GIVEN EXERCISE -> Copy the stretch from the very beginning of the data through the line that contains "left=0, top=0, right=535, bottom=548", character for character.

— Begin —

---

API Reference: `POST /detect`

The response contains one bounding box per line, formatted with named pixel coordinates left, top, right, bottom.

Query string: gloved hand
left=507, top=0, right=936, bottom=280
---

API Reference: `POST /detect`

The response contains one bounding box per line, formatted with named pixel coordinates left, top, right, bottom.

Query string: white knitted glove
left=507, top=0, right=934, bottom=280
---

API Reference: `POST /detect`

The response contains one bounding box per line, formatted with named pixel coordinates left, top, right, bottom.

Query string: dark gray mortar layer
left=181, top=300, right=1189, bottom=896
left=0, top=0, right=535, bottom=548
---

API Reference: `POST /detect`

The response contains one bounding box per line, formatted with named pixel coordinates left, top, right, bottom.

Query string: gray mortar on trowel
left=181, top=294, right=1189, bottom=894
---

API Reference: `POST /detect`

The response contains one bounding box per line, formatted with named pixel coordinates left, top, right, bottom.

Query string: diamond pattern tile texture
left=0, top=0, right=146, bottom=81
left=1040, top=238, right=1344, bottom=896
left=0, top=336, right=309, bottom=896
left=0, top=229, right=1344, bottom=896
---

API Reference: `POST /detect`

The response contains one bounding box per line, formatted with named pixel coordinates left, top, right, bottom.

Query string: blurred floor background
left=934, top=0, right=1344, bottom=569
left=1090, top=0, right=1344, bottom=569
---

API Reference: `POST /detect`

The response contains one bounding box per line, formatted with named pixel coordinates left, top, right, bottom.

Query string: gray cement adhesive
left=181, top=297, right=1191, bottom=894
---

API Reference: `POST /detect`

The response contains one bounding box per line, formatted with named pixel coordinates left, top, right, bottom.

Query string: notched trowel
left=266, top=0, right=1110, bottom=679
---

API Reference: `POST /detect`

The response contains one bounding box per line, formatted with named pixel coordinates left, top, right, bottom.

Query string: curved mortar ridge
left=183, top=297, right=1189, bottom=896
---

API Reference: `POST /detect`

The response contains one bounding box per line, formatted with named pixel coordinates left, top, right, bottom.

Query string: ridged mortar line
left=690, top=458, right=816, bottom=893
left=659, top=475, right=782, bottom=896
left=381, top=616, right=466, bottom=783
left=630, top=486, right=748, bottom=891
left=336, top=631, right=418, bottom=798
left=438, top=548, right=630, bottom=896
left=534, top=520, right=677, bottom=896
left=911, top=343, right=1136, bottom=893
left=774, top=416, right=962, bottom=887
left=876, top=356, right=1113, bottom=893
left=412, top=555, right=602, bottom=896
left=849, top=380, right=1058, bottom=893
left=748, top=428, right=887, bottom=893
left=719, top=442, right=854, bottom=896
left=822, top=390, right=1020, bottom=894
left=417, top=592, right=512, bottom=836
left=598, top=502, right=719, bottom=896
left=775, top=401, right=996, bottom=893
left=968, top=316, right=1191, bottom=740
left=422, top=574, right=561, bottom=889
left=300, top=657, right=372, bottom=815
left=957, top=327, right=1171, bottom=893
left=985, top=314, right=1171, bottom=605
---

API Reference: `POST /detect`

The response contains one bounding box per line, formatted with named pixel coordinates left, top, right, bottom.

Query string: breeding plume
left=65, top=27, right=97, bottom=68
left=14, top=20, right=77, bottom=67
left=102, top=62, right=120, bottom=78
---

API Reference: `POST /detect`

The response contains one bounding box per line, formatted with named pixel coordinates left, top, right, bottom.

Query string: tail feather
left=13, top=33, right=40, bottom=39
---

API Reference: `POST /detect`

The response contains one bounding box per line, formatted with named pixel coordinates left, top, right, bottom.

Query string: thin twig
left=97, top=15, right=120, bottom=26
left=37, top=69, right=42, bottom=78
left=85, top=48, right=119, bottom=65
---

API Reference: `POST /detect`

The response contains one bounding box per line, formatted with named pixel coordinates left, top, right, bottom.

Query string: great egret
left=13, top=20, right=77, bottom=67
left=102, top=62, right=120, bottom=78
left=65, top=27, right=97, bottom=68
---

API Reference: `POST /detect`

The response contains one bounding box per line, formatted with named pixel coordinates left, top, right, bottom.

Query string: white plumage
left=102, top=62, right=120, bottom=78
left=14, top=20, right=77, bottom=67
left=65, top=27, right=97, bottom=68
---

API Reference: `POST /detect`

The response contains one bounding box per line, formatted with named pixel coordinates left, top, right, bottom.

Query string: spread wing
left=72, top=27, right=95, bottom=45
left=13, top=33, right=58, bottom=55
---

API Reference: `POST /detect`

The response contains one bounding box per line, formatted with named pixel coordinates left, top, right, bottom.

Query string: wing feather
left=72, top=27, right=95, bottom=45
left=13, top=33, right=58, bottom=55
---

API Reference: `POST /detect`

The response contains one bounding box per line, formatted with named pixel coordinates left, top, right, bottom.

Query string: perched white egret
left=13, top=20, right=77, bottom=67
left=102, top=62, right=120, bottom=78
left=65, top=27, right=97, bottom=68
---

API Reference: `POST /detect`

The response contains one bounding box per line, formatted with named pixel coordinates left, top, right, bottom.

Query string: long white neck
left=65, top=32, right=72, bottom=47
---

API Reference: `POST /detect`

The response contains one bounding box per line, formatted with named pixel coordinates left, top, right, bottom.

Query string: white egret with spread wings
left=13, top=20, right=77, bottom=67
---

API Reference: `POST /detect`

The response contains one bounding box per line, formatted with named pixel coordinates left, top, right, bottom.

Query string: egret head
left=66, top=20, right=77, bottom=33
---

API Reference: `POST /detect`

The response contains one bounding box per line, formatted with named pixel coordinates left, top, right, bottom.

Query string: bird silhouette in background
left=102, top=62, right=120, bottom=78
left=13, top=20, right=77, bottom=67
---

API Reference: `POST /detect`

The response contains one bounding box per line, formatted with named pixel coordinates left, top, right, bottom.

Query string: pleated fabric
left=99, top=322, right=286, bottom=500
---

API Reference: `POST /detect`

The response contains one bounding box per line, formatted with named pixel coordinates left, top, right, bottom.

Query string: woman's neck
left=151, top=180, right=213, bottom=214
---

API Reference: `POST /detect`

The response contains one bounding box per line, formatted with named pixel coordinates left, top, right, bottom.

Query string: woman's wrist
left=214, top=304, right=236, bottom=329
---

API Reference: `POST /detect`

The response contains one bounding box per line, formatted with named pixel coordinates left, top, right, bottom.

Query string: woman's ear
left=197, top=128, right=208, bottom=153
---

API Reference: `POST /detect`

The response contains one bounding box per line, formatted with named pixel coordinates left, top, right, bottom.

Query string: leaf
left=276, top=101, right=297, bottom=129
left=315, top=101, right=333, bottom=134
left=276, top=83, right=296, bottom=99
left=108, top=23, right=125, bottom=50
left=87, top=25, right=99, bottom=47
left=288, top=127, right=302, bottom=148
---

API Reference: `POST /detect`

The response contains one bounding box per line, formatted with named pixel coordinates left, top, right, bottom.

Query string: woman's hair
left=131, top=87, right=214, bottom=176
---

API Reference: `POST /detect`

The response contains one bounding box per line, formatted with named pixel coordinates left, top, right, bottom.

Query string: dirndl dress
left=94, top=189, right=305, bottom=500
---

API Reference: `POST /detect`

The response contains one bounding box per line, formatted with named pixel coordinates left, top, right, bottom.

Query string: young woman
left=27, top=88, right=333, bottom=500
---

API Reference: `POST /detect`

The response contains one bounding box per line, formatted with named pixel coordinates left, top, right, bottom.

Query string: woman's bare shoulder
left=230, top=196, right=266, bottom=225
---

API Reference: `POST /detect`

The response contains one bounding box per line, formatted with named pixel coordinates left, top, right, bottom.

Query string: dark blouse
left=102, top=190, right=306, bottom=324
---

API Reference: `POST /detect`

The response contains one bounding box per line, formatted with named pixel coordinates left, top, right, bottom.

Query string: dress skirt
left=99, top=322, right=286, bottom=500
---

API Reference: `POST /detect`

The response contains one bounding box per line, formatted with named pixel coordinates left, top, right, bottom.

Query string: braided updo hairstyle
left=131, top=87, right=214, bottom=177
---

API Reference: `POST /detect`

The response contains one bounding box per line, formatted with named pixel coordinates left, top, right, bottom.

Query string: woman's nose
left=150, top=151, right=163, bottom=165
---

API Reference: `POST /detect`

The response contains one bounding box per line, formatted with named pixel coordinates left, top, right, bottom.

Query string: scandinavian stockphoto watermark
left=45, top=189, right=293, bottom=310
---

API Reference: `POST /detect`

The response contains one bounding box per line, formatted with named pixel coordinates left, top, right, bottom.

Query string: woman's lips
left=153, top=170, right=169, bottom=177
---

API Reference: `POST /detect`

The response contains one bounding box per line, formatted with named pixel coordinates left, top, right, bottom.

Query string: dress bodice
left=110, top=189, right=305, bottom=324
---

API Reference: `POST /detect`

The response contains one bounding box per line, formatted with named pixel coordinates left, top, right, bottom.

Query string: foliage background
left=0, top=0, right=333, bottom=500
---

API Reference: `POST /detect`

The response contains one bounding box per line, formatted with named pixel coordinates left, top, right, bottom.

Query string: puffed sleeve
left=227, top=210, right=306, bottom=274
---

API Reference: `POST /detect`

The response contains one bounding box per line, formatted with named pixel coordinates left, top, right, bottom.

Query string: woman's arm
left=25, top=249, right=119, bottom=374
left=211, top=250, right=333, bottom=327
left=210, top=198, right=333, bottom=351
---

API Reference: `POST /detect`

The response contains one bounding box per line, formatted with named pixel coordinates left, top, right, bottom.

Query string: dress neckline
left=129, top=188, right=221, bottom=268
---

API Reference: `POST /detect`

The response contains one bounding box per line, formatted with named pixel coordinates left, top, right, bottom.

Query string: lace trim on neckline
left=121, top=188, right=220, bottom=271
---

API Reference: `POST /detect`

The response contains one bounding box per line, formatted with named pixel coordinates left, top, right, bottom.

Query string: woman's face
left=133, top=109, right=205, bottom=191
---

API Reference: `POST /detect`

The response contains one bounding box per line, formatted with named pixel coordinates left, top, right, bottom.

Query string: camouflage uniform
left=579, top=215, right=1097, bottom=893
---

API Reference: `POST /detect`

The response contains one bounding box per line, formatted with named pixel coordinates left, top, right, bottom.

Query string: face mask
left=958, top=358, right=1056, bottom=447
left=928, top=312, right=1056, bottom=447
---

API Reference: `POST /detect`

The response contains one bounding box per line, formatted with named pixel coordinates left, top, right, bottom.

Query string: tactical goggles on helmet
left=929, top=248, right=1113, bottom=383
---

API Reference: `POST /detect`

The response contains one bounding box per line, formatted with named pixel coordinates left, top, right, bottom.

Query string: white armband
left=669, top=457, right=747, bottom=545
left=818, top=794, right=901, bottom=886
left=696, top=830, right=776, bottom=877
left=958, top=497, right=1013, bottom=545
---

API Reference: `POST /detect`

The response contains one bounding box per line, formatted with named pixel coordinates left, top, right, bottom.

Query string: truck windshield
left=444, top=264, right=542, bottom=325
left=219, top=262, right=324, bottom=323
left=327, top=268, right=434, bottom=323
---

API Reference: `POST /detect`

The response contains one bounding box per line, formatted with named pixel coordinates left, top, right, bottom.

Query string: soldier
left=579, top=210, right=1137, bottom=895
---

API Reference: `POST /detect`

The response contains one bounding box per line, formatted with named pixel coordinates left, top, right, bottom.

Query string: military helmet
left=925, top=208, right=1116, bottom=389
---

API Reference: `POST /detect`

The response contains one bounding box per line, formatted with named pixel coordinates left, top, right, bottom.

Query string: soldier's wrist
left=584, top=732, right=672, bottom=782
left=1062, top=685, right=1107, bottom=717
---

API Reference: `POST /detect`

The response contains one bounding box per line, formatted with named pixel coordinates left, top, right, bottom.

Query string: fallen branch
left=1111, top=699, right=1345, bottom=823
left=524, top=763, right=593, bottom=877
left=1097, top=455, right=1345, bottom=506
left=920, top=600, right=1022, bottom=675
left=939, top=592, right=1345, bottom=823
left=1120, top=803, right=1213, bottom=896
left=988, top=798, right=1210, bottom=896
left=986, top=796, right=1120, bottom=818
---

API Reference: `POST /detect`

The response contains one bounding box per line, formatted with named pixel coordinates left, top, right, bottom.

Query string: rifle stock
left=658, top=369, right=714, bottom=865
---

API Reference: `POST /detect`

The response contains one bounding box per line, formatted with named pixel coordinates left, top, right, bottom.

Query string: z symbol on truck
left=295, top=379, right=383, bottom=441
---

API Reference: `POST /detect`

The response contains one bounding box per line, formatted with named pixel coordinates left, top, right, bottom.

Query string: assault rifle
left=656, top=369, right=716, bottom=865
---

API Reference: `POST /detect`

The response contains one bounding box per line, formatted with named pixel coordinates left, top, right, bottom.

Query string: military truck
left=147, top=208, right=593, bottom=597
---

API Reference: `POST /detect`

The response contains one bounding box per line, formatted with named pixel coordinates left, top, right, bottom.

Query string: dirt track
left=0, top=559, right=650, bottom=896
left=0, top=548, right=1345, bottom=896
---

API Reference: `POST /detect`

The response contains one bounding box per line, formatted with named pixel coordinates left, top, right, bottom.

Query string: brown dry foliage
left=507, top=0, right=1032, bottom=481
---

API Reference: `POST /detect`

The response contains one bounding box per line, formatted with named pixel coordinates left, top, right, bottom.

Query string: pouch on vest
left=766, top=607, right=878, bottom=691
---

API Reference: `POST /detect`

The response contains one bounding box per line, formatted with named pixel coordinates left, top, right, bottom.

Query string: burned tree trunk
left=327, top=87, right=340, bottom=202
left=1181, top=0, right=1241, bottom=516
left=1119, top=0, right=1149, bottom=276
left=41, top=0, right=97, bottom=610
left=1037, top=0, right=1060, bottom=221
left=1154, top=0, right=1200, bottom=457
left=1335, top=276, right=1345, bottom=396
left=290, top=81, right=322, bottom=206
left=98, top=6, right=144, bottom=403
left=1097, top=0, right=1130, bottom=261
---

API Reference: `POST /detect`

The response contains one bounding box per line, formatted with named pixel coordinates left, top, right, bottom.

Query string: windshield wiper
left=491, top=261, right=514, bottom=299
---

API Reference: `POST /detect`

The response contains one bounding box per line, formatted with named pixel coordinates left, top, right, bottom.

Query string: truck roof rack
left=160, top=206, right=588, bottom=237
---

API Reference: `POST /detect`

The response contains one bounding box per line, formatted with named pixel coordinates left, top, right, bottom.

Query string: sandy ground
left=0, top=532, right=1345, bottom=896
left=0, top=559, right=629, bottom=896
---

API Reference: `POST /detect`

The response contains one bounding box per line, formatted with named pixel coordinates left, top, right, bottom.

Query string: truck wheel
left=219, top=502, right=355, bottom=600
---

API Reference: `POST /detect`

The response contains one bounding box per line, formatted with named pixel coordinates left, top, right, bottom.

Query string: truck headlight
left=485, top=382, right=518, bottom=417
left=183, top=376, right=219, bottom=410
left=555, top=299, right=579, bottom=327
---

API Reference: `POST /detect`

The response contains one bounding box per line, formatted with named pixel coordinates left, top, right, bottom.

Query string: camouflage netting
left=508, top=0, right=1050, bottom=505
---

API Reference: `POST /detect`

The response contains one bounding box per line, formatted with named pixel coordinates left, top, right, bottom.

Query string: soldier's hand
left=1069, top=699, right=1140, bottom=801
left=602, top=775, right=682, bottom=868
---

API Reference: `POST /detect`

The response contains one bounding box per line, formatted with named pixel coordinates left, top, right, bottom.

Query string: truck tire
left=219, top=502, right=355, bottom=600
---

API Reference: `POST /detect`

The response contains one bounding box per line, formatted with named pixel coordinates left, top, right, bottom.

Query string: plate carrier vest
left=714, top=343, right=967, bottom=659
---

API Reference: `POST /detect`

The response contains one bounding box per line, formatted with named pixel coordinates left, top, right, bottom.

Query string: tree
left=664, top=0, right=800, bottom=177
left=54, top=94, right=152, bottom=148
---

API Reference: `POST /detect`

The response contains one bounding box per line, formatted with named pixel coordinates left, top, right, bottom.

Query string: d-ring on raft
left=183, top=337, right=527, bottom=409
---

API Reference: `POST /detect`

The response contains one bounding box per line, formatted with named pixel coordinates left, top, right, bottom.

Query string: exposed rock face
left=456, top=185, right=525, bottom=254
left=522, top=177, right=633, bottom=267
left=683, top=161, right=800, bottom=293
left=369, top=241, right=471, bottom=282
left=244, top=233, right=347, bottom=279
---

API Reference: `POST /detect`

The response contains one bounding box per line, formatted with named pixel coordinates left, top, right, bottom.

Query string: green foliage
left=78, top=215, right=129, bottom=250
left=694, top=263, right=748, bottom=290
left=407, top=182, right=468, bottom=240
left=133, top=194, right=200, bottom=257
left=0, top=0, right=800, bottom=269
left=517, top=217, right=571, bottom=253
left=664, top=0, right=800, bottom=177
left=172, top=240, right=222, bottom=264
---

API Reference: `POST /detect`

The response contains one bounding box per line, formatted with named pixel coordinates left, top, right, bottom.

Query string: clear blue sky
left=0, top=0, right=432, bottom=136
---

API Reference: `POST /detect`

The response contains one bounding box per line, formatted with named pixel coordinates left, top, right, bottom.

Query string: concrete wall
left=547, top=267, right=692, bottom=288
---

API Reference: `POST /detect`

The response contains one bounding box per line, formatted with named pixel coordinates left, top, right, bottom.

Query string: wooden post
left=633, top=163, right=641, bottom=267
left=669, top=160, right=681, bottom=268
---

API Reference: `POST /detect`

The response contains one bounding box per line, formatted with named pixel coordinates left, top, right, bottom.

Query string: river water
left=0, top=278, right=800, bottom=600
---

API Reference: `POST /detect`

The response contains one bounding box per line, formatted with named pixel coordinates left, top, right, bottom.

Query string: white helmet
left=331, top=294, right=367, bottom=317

— End —

FINISHED ANSWER ->
---

API Reference: `POST /detect`

The response contains one bounding box per line, formatted with named pixel coordinates left, top, right, bottom.

Query string: gloved hand
left=507, top=0, right=936, bottom=280
---

API Reference: `POST /detect`

The response contains one bounding box per line, formatted with named pixel coordinates left, top, right, bottom.

Query string: white knitted glove
left=507, top=0, right=934, bottom=280
---

API Reference: `POST /detect`

The response contains one bounding box per line, formatted with named pixel coordinates left, top, right, bottom.

Query string: dark gray mortar layer
left=181, top=300, right=1189, bottom=896
left=0, top=0, right=535, bottom=548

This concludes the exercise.